◆ Request ◆
Convert the entries starting at the line containing "Ground black belt." and ending at the line containing "0;497;1280;853" into a numbered list, with blank lines omitted; include both of those lines and nothing beyond them.

◆ Records shown ◆
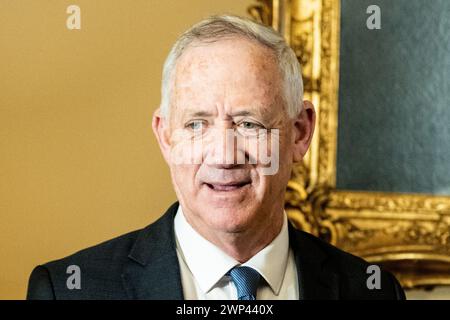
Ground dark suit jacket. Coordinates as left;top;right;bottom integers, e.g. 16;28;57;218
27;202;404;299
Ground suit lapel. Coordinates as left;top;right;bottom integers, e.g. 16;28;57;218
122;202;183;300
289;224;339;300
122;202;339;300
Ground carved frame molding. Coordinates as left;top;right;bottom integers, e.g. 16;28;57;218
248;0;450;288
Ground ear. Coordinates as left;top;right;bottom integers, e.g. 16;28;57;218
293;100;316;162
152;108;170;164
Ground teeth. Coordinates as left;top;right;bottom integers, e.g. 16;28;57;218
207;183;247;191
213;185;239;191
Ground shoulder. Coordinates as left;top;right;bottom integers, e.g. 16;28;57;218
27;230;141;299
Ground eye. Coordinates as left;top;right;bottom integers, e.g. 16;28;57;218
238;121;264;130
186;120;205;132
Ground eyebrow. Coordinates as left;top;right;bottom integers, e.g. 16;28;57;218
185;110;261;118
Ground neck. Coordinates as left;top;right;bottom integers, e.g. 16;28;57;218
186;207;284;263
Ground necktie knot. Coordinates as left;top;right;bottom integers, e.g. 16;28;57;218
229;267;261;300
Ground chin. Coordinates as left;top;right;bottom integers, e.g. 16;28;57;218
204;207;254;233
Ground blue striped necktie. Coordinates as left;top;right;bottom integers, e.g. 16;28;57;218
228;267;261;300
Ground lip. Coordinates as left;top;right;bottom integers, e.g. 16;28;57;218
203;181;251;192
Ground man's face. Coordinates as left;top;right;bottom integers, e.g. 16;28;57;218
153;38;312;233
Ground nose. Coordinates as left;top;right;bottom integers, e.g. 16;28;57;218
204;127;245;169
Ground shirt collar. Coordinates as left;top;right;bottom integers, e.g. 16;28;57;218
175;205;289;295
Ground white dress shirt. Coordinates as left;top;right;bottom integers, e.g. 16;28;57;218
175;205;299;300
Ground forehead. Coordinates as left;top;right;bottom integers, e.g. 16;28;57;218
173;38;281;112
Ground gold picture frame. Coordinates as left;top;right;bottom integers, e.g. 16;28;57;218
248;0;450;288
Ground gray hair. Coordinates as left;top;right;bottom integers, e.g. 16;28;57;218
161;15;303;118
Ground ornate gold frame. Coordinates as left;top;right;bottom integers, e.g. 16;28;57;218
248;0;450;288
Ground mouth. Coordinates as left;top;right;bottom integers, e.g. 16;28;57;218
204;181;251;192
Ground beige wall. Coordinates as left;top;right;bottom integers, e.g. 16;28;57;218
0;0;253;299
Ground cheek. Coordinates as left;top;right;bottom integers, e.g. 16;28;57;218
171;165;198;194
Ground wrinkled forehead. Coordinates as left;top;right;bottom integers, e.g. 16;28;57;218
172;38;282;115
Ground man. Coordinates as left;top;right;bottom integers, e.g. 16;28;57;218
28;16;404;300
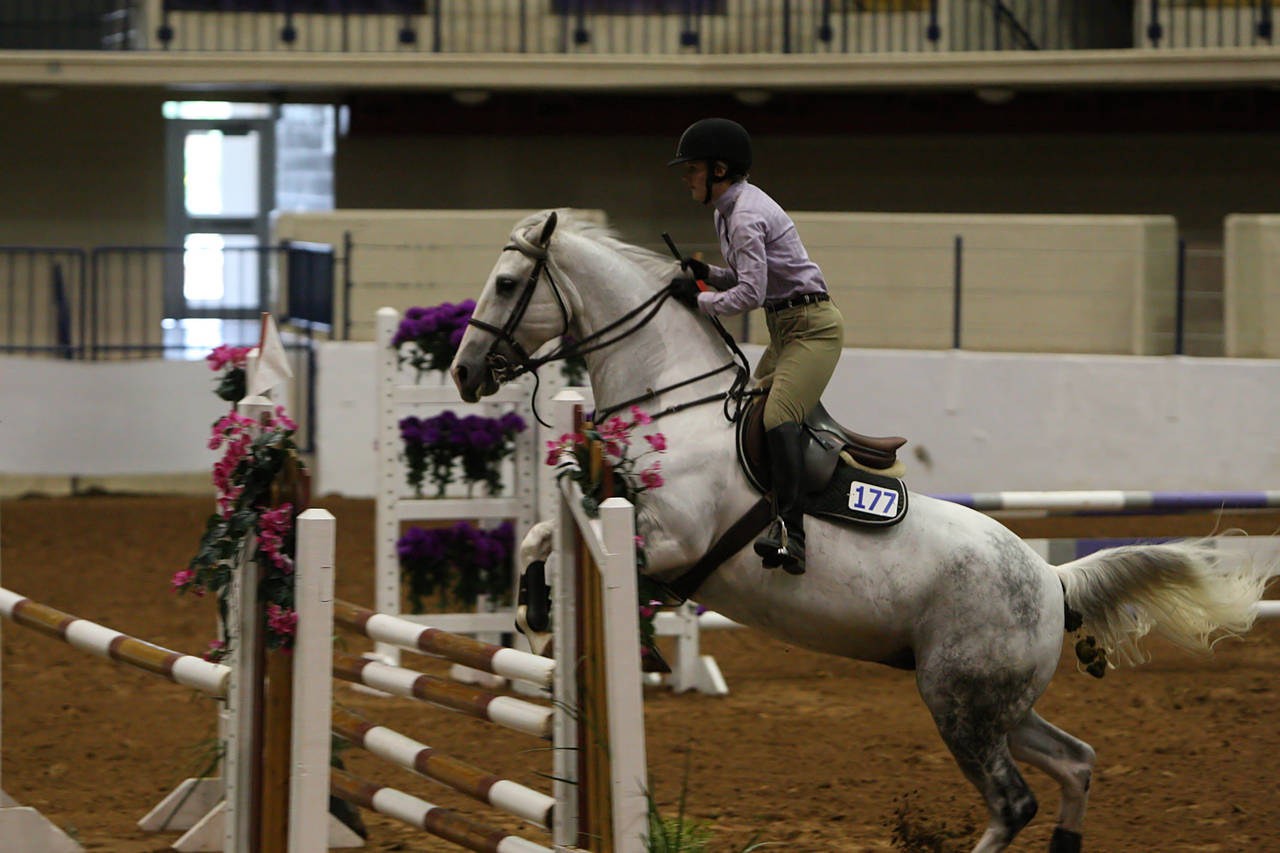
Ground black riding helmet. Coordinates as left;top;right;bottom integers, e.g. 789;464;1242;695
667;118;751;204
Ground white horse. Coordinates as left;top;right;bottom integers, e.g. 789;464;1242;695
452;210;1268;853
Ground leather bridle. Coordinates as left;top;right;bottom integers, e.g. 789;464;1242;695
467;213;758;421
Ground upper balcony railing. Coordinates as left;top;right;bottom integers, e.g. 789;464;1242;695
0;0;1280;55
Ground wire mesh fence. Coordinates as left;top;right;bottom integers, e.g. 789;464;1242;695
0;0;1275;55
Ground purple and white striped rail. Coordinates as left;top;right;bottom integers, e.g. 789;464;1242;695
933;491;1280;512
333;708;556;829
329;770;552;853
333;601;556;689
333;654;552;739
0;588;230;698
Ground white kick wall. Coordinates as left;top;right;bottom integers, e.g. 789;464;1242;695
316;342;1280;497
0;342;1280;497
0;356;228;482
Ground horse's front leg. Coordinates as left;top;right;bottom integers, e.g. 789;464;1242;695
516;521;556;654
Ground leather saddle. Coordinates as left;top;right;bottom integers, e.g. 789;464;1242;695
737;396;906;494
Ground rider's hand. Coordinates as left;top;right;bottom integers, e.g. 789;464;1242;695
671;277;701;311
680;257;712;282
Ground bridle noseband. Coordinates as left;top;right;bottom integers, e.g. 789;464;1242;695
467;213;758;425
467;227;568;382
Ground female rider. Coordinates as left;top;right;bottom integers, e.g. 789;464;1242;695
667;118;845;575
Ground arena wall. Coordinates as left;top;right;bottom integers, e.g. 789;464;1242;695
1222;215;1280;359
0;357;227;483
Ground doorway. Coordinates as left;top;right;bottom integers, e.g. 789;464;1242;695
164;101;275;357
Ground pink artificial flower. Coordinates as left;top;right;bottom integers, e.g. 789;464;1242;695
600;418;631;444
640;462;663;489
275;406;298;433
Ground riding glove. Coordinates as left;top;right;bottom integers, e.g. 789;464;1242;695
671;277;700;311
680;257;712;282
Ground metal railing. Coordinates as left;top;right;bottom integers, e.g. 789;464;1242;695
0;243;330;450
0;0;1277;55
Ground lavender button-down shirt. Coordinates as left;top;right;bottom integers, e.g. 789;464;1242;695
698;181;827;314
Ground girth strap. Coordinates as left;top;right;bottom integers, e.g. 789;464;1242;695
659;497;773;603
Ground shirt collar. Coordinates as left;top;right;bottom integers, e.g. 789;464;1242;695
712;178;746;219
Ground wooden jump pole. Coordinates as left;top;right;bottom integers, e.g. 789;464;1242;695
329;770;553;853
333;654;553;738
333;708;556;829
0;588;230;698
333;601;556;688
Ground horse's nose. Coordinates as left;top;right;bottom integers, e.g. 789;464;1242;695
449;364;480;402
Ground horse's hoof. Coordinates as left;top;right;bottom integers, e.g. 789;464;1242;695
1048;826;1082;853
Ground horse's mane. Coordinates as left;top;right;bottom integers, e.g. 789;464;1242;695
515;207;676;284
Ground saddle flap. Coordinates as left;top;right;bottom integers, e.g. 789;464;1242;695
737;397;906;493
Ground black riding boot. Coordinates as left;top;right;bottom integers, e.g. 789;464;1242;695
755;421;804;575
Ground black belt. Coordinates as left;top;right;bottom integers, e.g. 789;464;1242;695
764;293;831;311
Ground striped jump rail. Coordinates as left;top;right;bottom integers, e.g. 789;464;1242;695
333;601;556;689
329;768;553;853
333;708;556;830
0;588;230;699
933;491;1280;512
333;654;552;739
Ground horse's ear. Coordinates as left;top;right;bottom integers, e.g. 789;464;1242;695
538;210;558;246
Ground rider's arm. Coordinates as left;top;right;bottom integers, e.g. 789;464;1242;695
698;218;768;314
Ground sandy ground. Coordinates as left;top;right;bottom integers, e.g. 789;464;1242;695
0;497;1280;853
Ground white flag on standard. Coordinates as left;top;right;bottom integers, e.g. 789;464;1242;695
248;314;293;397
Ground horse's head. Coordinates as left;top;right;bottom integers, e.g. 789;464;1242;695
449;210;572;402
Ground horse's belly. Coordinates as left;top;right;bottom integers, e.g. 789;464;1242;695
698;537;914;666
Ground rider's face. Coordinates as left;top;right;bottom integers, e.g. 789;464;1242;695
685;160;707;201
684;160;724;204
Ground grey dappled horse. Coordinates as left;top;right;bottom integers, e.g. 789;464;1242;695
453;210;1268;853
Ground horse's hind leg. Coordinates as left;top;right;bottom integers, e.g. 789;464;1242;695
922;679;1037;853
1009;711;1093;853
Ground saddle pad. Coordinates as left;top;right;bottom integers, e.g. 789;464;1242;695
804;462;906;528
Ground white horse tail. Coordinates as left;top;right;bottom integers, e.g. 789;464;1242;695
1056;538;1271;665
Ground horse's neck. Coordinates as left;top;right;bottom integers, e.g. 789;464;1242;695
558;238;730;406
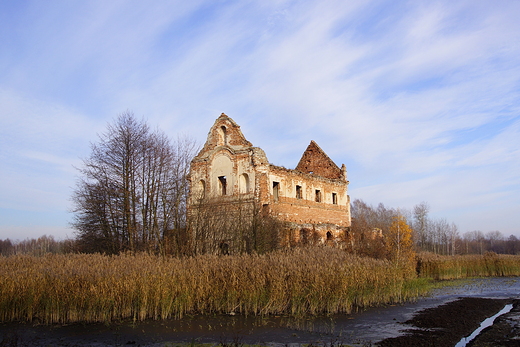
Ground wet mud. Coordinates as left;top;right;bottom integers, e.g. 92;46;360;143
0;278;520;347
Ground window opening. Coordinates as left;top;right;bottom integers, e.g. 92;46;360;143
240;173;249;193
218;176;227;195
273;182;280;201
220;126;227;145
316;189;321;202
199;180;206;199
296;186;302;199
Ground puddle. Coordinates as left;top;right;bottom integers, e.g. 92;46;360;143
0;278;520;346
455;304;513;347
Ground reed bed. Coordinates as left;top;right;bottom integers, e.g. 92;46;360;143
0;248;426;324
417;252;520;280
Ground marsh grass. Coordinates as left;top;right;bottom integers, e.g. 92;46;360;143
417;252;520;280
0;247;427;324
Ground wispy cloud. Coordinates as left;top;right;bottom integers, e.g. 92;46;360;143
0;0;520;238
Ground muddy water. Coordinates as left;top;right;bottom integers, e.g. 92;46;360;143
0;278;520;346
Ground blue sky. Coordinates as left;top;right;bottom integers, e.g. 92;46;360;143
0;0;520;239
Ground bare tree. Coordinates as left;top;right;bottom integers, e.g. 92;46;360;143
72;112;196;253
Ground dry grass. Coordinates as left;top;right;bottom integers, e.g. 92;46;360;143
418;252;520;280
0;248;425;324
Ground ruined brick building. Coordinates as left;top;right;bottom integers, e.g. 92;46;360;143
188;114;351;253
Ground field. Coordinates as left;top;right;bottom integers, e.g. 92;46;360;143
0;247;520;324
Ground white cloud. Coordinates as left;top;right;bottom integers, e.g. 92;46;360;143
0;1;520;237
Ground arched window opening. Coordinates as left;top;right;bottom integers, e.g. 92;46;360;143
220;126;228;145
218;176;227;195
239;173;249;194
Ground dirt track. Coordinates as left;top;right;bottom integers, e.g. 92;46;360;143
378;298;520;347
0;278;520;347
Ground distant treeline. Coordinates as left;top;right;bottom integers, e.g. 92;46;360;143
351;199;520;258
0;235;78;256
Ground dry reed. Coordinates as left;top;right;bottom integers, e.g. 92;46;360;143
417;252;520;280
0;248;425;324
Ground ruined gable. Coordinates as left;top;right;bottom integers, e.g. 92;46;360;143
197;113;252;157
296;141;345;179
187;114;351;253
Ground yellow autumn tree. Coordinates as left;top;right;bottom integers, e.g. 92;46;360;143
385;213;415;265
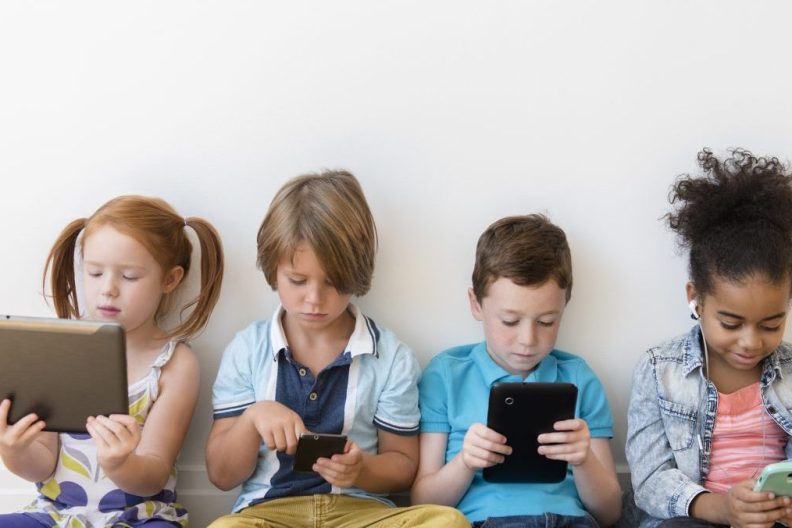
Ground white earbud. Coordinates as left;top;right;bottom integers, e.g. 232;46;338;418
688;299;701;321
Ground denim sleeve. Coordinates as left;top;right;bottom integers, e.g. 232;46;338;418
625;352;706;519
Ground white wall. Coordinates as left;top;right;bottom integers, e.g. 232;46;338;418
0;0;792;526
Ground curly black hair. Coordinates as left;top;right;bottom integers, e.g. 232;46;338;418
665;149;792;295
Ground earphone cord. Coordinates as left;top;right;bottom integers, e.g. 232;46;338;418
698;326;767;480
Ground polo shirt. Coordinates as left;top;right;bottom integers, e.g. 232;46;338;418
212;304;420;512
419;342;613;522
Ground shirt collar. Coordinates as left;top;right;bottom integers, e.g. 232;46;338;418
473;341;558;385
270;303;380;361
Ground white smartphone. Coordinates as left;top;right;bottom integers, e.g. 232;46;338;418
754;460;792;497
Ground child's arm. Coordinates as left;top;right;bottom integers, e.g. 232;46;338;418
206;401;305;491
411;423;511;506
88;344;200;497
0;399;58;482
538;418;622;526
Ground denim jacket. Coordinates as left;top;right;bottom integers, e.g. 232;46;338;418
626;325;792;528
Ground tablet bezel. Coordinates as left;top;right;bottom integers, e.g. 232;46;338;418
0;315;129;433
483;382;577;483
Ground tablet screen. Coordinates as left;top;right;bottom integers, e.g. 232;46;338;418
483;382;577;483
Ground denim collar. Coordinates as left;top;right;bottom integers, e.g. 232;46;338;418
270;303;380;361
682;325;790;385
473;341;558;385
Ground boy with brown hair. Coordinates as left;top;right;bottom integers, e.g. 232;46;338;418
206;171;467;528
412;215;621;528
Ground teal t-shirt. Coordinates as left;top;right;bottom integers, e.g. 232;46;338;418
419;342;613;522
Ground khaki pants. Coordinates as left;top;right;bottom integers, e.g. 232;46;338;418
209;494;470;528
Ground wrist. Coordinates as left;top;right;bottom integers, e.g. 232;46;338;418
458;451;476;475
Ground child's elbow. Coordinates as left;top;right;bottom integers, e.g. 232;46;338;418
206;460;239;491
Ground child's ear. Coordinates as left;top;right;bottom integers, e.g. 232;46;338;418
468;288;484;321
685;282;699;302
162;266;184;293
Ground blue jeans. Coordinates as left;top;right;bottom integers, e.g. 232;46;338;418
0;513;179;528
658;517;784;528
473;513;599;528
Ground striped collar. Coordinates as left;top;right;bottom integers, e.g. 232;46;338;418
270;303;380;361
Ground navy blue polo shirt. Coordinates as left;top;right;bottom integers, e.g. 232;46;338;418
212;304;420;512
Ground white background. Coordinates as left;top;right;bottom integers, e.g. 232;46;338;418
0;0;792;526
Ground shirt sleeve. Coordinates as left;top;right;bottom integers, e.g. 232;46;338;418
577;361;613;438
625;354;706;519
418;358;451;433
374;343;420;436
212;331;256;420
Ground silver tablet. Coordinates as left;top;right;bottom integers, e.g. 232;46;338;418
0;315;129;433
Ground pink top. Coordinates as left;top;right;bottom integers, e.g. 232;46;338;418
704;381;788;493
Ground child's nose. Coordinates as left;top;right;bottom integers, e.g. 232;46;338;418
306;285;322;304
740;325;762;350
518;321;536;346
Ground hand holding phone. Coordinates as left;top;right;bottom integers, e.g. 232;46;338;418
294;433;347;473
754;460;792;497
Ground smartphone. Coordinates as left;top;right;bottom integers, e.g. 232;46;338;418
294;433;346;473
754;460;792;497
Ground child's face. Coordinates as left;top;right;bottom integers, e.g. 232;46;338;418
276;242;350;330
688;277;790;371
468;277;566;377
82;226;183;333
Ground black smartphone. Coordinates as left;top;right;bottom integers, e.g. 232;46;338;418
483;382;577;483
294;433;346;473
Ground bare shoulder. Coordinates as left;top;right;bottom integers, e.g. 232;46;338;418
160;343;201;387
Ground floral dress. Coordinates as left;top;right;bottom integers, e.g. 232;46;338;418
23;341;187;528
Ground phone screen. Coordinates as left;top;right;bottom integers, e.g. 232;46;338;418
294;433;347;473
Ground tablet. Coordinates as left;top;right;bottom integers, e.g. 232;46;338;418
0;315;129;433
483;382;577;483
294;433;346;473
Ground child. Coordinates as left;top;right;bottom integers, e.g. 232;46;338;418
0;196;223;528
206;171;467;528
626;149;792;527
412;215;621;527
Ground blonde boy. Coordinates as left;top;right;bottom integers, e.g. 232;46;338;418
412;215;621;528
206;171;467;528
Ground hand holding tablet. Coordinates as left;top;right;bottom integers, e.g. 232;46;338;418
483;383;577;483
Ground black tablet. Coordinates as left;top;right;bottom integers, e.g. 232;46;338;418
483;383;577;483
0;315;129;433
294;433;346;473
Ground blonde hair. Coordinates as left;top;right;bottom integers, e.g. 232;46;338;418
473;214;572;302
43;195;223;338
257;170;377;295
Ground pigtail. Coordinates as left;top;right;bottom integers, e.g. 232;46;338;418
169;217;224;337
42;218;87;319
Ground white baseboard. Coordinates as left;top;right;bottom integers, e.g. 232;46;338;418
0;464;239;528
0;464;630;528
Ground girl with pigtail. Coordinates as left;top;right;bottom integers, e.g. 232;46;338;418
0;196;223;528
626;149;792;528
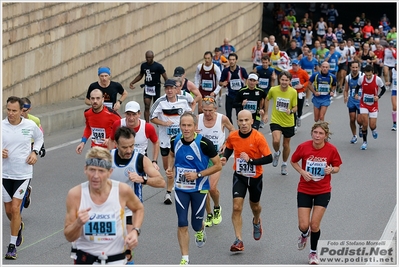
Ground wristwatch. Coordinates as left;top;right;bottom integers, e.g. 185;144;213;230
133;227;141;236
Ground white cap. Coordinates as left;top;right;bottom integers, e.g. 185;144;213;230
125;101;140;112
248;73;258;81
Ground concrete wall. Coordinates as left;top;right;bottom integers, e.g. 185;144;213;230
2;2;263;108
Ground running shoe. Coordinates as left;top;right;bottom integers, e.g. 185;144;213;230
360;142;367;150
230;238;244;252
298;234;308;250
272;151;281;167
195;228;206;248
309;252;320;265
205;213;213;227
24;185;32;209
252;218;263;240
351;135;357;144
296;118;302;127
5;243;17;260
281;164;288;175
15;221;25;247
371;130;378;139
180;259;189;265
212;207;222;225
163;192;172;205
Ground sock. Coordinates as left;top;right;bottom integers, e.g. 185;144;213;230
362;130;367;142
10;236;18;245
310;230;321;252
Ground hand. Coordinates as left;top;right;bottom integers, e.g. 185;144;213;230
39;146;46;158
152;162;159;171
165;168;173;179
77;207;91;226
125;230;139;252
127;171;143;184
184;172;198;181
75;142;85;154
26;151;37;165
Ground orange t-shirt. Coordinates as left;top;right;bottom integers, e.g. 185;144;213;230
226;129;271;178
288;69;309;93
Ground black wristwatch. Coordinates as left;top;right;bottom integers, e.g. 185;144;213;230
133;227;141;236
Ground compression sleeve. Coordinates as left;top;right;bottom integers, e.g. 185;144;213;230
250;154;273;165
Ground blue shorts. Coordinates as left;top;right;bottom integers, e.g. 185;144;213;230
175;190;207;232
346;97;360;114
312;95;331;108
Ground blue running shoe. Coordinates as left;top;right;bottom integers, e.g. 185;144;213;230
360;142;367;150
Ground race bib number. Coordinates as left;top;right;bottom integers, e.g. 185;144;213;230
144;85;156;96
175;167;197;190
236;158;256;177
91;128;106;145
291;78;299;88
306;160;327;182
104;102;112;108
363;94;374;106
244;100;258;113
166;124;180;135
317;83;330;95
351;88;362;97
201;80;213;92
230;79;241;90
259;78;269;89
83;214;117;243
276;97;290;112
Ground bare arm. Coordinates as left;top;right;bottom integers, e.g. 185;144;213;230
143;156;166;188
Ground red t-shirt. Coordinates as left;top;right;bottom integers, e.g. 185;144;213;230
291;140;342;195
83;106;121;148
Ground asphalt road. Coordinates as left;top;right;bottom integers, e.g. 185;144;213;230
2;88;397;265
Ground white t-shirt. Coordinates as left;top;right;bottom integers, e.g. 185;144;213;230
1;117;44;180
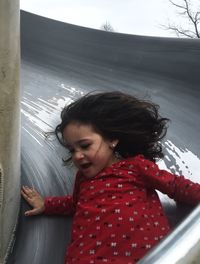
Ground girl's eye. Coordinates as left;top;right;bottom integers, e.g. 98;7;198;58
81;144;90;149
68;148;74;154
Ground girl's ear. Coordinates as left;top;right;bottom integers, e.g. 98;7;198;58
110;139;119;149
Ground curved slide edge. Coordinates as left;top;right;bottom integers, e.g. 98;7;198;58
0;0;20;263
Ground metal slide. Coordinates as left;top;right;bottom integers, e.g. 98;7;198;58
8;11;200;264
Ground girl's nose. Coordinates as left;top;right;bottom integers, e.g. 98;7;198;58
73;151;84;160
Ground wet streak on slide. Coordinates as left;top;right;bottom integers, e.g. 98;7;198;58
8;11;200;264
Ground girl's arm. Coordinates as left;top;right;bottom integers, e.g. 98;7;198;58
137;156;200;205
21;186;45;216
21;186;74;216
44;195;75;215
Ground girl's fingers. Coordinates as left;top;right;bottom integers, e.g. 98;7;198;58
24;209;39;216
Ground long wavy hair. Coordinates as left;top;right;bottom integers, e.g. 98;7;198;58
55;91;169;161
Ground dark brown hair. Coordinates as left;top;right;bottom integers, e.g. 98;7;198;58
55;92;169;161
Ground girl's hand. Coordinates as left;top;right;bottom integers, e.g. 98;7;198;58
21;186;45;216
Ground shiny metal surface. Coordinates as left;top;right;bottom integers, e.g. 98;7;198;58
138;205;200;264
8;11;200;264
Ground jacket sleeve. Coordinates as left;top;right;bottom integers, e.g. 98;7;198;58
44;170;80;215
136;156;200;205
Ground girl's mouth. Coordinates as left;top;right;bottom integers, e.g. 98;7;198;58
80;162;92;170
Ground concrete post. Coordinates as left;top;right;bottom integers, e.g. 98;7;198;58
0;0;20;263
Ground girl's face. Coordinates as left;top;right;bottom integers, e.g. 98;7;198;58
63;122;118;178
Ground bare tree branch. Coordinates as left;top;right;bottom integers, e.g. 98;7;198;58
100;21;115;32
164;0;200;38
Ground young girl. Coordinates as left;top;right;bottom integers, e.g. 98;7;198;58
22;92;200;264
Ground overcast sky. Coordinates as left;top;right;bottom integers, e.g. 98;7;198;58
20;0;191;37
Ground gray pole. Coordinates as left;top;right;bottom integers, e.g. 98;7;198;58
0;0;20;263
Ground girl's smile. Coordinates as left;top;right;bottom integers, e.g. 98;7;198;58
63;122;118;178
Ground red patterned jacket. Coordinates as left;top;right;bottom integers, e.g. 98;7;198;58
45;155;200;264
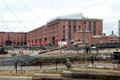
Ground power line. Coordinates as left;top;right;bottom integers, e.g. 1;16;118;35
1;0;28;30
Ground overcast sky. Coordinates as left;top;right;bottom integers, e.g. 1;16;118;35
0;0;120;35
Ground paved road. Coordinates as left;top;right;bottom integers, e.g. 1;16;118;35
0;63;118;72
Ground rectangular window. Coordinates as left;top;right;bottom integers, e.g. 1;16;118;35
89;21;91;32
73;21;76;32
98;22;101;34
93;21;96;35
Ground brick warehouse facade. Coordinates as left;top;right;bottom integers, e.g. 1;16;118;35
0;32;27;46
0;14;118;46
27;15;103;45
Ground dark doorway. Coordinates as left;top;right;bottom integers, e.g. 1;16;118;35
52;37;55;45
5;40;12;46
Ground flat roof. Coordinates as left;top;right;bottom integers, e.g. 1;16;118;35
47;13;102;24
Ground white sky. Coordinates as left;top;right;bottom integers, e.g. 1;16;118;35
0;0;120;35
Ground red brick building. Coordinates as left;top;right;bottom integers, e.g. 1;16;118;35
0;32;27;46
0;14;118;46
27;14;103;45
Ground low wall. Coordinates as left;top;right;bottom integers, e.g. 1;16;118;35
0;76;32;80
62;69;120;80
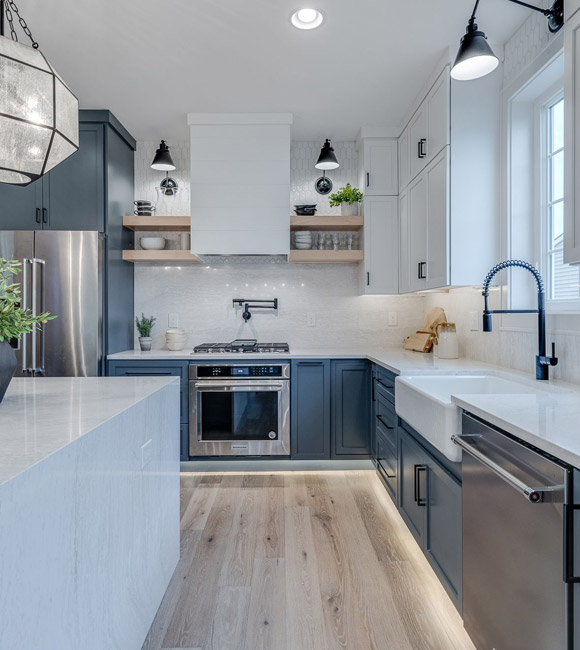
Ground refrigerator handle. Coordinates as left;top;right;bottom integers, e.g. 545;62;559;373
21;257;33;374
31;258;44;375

◆ Solution for this task ◆
1. Ground black belt. Coordinates as left;top;right;bottom integers, e.g. 789;464;1242;695
2. 764;293;831;311
3. Ground striped jump rail. Coordinates as left;top;right;bottom integers, e.g. 789;464;1242;695
4. 333;601;556;689
5. 329;768;553;853
6. 333;708;556;830
7. 0;588;230;699
8. 933;491;1280;512
9. 333;654;552;739
10. Ground horse's ear. Coordinates as left;top;right;bottom integers, e.g. 789;464;1242;695
11. 538;210;558;246
12. Ground rider's arm. Coordinates as left;top;right;bottom integers, e.g. 789;464;1242;695
13. 698;218;768;314
14. Ground sandy ground. Coordinates as left;top;right;bottom integers, e.g. 789;464;1242;695
15. 0;497;1280;853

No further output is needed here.